Guarantees and remedies

Chapter IV governs the guarantees and remedies available to migrants. They have the right to be informed of the procedures concerning them and of the possibility of challenging the measures adopted against them. Free legal assistance from a qualified professional is provided for, but only upon request and subject to the migrant's financial means. The time limit for challenging decisions is set at a maximum of 14 days. The most controversial provision concerns the suspensive effect of appeals: the European Parliament has established that a challenge does not automatically suspend the execution of the return measure, leaving the decision to the discretion of the judge. This provision, combined with the very short time limits for lodging an appeal, renders the guarantees largely ineffective in practice.

Administrative detention

Administrative detention may be ordered in a number of cases, including the risk of absconding, failure to cooperate with the authorities, a threat to security, and the need to establish the migrant's identity. The risk of absconding may be presumed on the basis of a variety of behaviours and predictive assessments. The maximum duration of detention is set at 12 months, extendable by a further 12 months in certain circumstances, with the exception of dangerous migrants who may be detained for an indefinite period. Detention conditions provide for access to outdoor spaces and the possibility of contacting family members and lawyers, but States have broad discretionary powers to impose restrictions, including when faced with an increasing number of proceedings. Minors and families with minors may be detained only as a measure of last resort, but are not explicitly excluded from detention.

Readmission, inter-State cooperation and data exchange

The regulation also governs the procedure for the readmission of migrants to the destination State and provides for the possibility of drawing on Frontex's cooperation. The European Parliament has introduced an explicit link between readmission policies and EU policies on development, international trade and visas: poor cooperation by third countries in readmitting their irregular nationals could result in trade or visa restrictions. The regulation also provides for wide-ranging possibilities for Member States to exchange sensitive personal data relating to irregular migrants, including biometric data, information on criminal convictions and medical conditions, which may also be transmitted to third countries in compliance with the data protection regulation.

· · · · ·

▶ [Required tasks]
a - Answer these questions from the text above:
(i) What is the maximum time limit for challenging decisions?
(ii) What is the maximum duration of administrative detention before any extension?
(iii) What could poor cooperation by third countries in readmitting their irregular nationals result in?
b - Retype the stretch of the text above from "Administrative detention may" through "excluded from detention.".

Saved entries
· · · · ·

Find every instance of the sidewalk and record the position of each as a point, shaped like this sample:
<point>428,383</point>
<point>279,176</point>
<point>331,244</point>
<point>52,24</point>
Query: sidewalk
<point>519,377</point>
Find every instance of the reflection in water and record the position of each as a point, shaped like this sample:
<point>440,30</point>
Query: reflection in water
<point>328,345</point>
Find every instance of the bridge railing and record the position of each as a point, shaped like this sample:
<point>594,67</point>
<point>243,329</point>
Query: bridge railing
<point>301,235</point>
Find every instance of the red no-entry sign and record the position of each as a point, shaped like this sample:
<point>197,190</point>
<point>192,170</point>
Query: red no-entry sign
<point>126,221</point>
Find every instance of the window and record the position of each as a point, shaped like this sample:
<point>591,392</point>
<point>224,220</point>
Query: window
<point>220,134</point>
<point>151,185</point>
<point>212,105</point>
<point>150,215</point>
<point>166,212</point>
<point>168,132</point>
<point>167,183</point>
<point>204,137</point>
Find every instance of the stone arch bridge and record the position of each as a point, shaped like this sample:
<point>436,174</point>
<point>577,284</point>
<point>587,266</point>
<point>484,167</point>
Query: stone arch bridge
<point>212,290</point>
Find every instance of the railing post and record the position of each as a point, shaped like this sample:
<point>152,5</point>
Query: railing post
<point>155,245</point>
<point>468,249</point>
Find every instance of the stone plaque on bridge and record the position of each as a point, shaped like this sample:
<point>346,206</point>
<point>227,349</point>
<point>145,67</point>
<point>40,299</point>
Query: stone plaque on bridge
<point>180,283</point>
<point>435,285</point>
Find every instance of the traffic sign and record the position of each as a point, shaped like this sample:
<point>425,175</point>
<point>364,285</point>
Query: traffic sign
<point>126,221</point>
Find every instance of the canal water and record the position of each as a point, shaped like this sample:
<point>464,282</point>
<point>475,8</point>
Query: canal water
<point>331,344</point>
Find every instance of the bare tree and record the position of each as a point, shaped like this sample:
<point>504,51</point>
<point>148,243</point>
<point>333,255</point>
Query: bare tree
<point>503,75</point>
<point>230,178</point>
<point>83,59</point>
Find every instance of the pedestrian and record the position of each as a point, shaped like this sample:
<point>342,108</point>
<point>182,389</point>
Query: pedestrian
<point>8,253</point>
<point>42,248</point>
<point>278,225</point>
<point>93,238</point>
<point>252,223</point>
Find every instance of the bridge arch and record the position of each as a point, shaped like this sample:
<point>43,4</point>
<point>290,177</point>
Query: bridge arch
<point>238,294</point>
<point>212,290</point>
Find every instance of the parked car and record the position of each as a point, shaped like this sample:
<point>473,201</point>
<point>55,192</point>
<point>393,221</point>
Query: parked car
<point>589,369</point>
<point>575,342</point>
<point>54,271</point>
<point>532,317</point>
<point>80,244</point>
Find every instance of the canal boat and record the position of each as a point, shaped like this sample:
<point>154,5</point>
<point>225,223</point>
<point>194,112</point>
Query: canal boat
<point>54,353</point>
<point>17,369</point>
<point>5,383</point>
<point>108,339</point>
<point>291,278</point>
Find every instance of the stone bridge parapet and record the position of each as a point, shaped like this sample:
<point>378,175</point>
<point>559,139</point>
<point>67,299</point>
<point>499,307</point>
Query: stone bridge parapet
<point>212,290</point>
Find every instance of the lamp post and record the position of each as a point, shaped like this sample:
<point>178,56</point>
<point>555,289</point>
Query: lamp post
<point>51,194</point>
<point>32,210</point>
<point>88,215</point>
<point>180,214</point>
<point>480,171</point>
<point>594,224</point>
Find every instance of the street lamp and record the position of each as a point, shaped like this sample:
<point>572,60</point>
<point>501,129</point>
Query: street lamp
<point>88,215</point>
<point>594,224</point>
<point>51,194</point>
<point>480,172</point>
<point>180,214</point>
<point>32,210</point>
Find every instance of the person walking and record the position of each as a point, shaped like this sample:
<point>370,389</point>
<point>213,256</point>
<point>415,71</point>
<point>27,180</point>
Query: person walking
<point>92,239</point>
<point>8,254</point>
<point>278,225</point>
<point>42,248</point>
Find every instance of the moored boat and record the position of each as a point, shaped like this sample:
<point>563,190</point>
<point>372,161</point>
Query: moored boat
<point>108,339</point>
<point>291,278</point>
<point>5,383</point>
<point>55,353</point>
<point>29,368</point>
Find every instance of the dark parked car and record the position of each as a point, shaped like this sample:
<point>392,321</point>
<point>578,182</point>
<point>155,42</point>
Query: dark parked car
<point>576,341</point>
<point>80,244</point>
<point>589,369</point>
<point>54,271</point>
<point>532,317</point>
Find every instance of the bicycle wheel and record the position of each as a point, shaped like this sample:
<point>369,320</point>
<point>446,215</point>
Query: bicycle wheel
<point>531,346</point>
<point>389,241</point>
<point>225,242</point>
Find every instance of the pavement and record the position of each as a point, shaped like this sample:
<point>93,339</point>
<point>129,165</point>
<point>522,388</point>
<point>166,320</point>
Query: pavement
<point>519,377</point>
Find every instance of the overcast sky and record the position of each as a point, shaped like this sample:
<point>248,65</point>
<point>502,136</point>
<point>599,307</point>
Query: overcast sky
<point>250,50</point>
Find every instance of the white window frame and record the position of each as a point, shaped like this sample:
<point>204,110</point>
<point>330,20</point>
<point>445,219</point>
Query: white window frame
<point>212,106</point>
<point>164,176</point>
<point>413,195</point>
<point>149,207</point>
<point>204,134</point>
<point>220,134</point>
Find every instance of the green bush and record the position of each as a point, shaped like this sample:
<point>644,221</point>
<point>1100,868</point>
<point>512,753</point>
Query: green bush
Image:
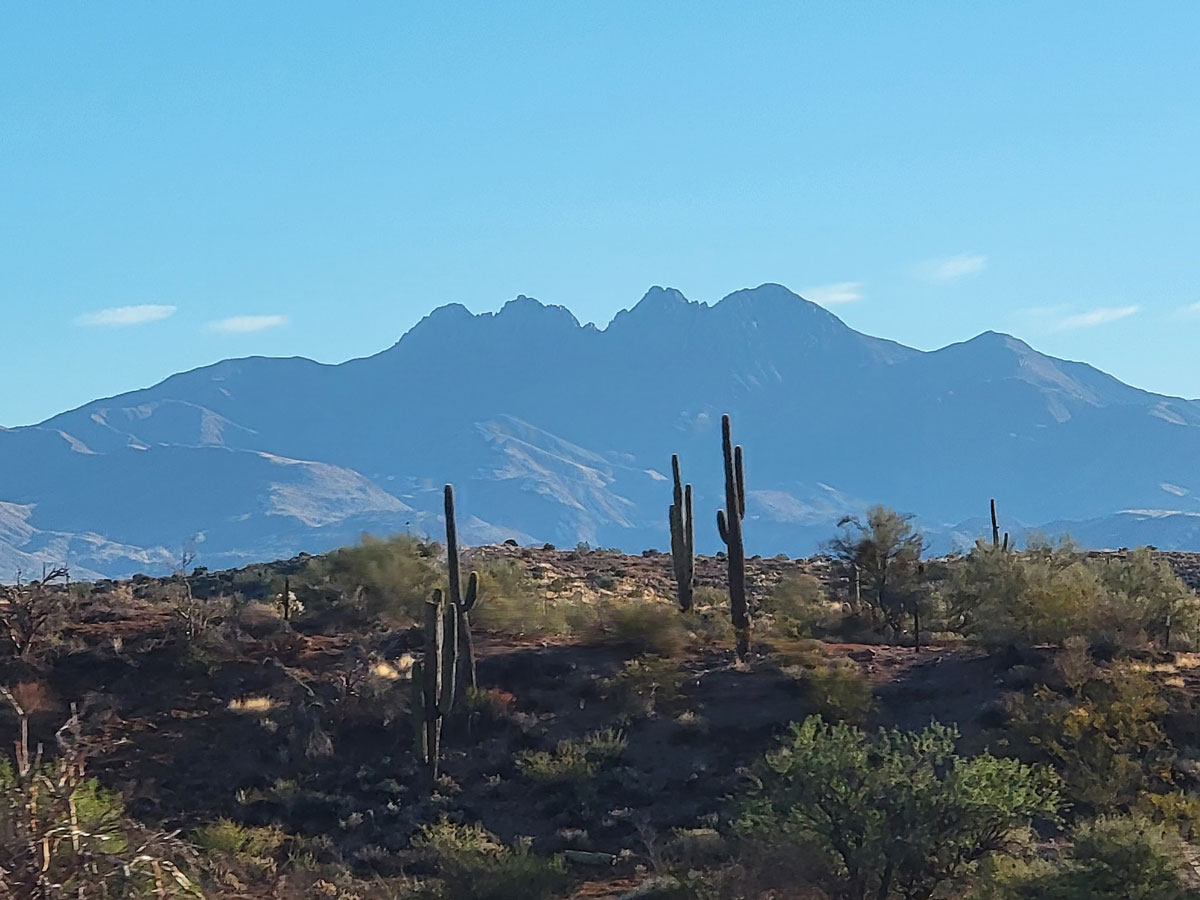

· · · · ·

▶ [Your written answers]
a -
(i) 14 days.
(ii) 12 months.
(iii) Trade or visa restrictions.

b -
Administrative detention may be ordered in a number of cases, including the risk of absconding, failure to cooperate with the authorities, a threat to security, and the need to establish the migrant's identity. The risk of absconding may be presumed on the basis of a variety of behaviours and predictive assessments. The maximum duration of detention is set at 12 months, extendable by a further 12 months in certain circumstances, with the exception of dangerous migrants who may be detained for an indefinite period. Detention conditions provide for access to outdoor spaces and the possibility of contacting family members and lawyers, but States have broad discretionary powers to impose restrictions, including when faced with an increasing number of proceedings. Minors and families with minors may be detained only as a measure of last resort, but are not explicitly excluded from detention.